» **RECORDS SHOWN**:
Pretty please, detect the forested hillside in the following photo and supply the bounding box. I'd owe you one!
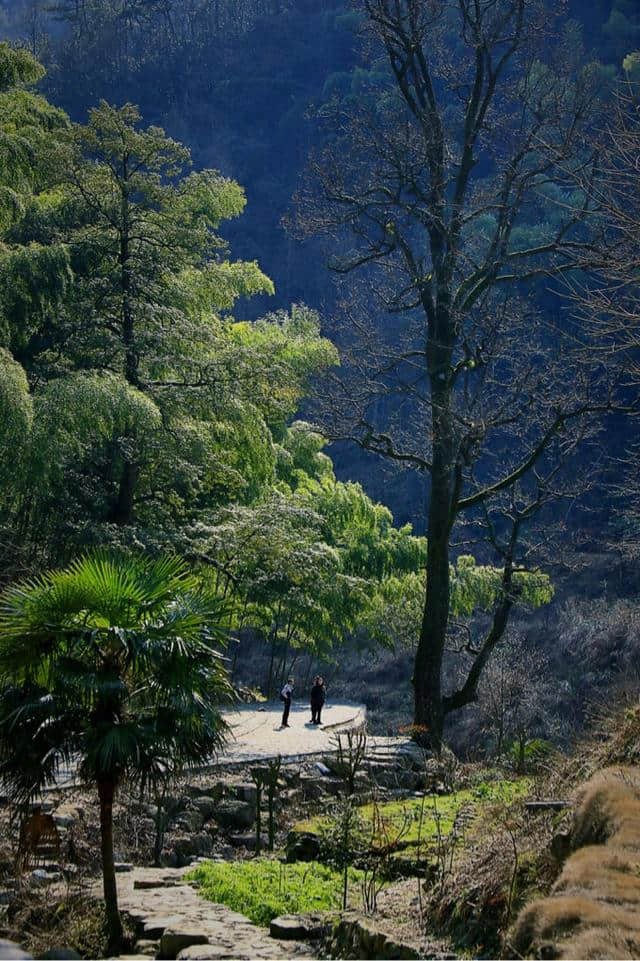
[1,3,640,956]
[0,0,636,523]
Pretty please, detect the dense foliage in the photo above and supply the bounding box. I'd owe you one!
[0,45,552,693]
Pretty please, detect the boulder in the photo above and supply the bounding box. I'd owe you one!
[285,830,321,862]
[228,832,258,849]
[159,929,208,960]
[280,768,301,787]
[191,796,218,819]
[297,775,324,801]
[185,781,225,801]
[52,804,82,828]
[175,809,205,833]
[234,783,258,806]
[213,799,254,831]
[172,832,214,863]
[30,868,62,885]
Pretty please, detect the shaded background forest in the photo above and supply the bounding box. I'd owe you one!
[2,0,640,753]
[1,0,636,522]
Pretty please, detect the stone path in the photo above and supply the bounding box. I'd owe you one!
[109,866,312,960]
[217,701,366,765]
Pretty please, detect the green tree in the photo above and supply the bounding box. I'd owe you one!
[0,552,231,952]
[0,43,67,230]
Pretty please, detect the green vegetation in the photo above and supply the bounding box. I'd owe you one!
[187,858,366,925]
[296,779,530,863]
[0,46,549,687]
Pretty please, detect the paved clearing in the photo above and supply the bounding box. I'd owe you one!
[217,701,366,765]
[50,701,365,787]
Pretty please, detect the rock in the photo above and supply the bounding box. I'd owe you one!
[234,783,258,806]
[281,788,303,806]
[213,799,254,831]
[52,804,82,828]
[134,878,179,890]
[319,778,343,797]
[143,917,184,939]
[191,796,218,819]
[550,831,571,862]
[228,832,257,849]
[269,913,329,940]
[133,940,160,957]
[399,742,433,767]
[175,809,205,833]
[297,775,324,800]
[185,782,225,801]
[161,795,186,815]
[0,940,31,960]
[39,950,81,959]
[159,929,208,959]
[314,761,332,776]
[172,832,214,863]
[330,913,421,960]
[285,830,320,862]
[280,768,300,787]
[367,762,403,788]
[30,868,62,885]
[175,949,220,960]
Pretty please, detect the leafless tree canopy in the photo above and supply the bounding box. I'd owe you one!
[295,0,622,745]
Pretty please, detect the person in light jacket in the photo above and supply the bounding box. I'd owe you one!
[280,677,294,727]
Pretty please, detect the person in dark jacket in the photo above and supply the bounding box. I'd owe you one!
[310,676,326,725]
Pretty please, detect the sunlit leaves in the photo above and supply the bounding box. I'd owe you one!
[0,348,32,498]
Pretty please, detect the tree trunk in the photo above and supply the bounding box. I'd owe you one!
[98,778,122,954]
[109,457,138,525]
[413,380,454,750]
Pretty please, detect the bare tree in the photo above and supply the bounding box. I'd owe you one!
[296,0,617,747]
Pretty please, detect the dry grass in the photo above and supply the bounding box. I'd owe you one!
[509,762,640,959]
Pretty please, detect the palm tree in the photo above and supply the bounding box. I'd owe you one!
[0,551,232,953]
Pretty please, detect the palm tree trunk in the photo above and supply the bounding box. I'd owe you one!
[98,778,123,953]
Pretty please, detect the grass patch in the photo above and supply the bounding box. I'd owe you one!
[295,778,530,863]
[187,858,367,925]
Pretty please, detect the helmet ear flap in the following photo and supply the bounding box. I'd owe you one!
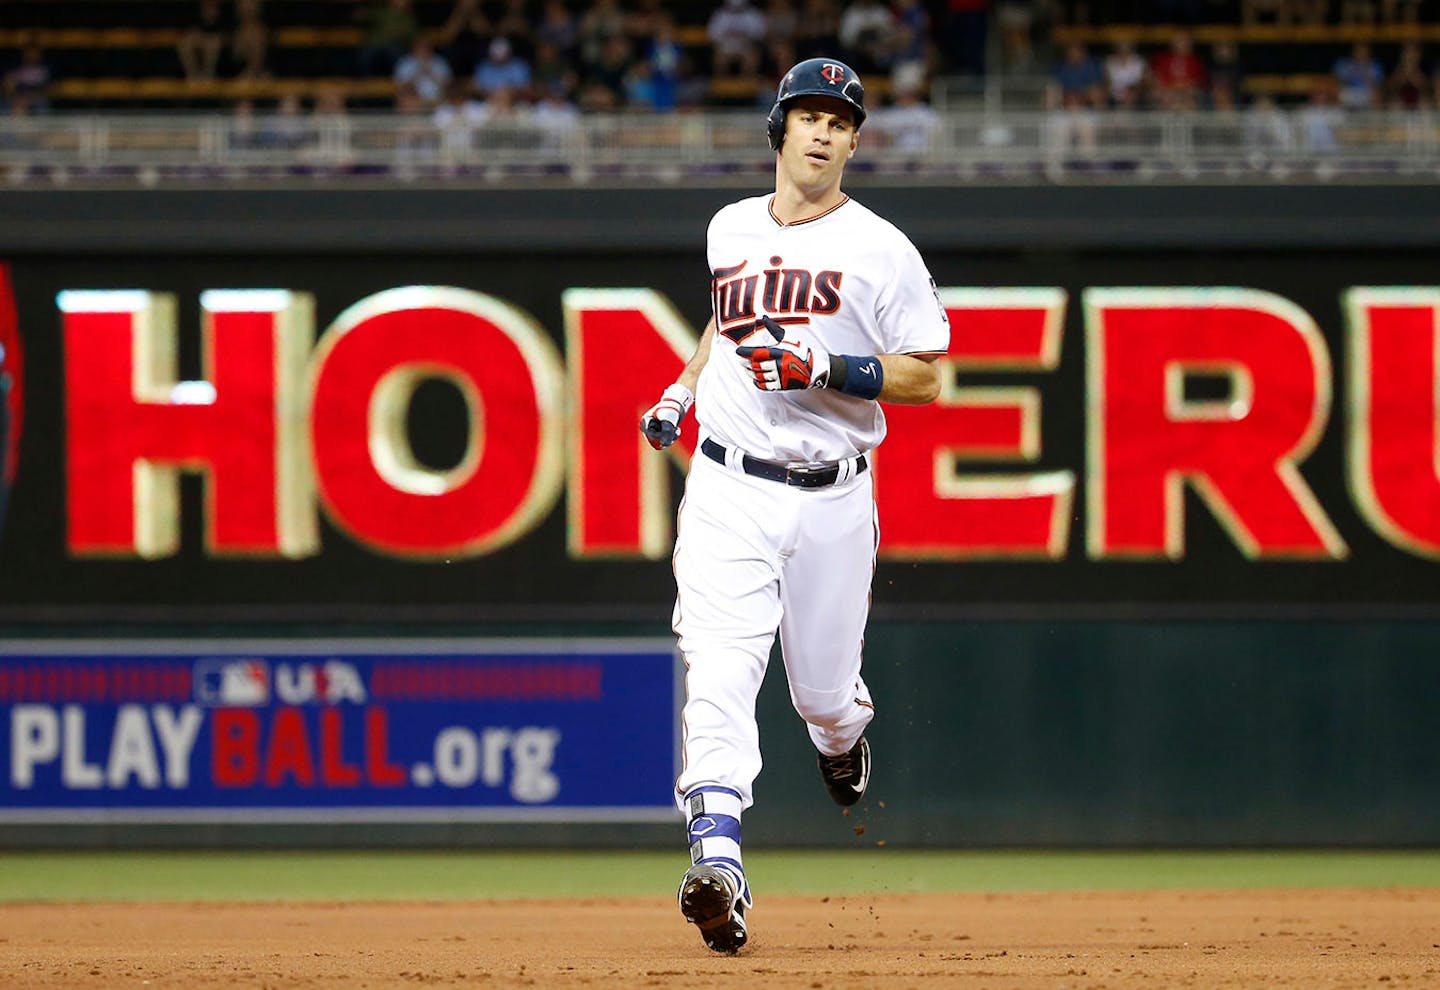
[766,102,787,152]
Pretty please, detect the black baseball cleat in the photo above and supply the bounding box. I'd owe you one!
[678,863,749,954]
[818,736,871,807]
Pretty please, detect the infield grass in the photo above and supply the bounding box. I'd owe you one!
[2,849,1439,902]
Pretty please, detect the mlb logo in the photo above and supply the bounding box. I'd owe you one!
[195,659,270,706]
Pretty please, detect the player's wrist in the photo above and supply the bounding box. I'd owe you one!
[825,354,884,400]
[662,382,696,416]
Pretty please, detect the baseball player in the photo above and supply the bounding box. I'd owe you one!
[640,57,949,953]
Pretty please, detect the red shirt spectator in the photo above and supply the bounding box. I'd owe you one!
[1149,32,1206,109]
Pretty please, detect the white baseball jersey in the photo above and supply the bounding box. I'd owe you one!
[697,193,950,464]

» **TRY IT**: Reproduce exactly what appears from the line containing "Pretty please, detect the red" down to the final line of the data.

» **OUTPUT OF THE TASK**:
Pretty please, detect the red shirt spectator in the photo above and supply the bounding box. I'd owe you one!
[1149,32,1206,109]
Pretty please, detect the white baseball jersey in the photo above and supply the bounding box. I'd owe you one!
[697,193,950,464]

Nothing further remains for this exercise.